● Written task
Print the complete set of entries exactly.

● Dataset content
* * * *
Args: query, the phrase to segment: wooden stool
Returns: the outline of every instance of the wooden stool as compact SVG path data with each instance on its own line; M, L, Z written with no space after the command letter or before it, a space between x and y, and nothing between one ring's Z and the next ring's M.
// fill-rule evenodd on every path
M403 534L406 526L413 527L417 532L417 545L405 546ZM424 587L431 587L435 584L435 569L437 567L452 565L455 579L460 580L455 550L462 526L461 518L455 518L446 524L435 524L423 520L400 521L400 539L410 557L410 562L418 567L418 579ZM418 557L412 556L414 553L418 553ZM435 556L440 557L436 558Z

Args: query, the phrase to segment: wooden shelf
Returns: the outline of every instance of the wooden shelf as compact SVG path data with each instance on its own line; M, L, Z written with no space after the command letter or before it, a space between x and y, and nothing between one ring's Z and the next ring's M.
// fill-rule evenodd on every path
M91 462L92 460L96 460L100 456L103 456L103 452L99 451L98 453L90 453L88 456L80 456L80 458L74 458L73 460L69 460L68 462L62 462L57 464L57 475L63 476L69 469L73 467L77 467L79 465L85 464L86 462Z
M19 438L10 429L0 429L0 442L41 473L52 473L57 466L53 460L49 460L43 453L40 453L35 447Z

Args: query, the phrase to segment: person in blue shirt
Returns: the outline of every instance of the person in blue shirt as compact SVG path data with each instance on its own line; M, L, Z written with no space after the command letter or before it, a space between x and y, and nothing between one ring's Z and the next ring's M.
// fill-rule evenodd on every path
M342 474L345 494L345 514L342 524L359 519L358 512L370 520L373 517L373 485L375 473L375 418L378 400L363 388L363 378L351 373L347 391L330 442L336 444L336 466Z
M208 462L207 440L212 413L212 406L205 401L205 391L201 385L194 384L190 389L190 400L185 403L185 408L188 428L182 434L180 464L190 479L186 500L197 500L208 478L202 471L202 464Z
* * * *
● Solution to the exercise
Args: query, the phrase to segment: wooden stool
Returns: the outline of every instance of the wooden stool as compact SVG path data with each instance on its own line; M, L, Z written with no space after the command letter or before it, a space between x and y, and nothing between one ring's Z and the next ring's M.
// fill-rule evenodd on every path
M403 534L406 526L413 527L417 532L417 545L405 546ZM424 587L431 587L435 584L435 569L437 567L452 565L455 579L460 580L455 550L462 526L461 518L455 518L446 524L435 524L423 520L400 521L400 539L410 557L410 562L418 567L418 579ZM418 557L412 556L414 553L418 553ZM435 556L440 557L436 558Z

Args: query, the phrase to segment: wooden shelf
Returns: the outline of every instance of the wooden shelf as compact SVG path data with each instance on its own line; M, L, Z written with no space after the command letter or before it, a space between x and y, and nothing between one ring's Z and the next ring's M.
// fill-rule evenodd on every path
M91 462L92 460L96 460L100 456L103 456L103 452L99 451L98 453L90 453L88 456L80 456L80 458L74 458L73 460L69 460L68 462L62 462L57 464L57 475L63 476L69 469L73 467L77 467L79 465L85 464L86 462Z
M19 438L10 429L0 429L0 442L41 473L52 473L57 466L53 460L49 460L43 453L40 453L35 447Z

Args: query, the phrase to segment: person in blue shirt
Returns: the outline of every instance of the person in blue shirt as compact SVG path data with each instance on its own line; M, L, Z written with no space after the command letter or before it, a space between x and y, and nothing between one ring's Z and the next ring's M.
// fill-rule evenodd on every path
M342 474L345 494L345 514L342 524L359 519L358 512L370 520L373 517L373 485L375 473L375 418L378 400L363 388L363 378L351 373L347 391L330 442L336 444L336 466Z
M208 462L207 440L212 413L212 406L205 401L205 391L201 385L194 384L190 389L190 400L185 403L185 408L188 428L182 434L180 464L190 479L186 500L197 500L208 478L202 471L202 464Z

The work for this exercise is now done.